- TASK BRIEF -
Using the lecture excerpt on dimensional analysis, explain in one to three sentences why the quantity capital R, equal to d delta t over delta x squared, is dimensionless.

So, I'm taking three minutes to speak about dimensions. Dimensional analysis is a very simple but useful thing to do at the beginning of a problem. So here we had r equals c delta t over delta x. Which is dimensionless. And, typically for explicit methods, it had to be bounded by 1, for example.

Now for the diffusion term d. What are the units of d? Well, here now I have distance squared in the denominator, so d needs to be a distance squared over time. So it has different dimensions, and the quantity capital R that will meet parallel to this, will be d delta t over delta x squared. And, again it's dimensionless. Because if d has dimensions of distance squared over time, that reverses it to give dimensional-less quantity, and we'll see that explicit methods require a bound on capital R, and that's what so forces us a into that small time step.

- RECORDED INFORMATION -
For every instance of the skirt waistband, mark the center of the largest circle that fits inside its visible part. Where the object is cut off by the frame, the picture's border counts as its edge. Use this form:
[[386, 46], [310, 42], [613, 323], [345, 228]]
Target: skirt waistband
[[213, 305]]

- TASK RESULT -
The diffusion term d has dimensions of distance squared over time. The factor delta t over delta x squared reverses those dimensions, so capital R comes out as a dimensionless quantity.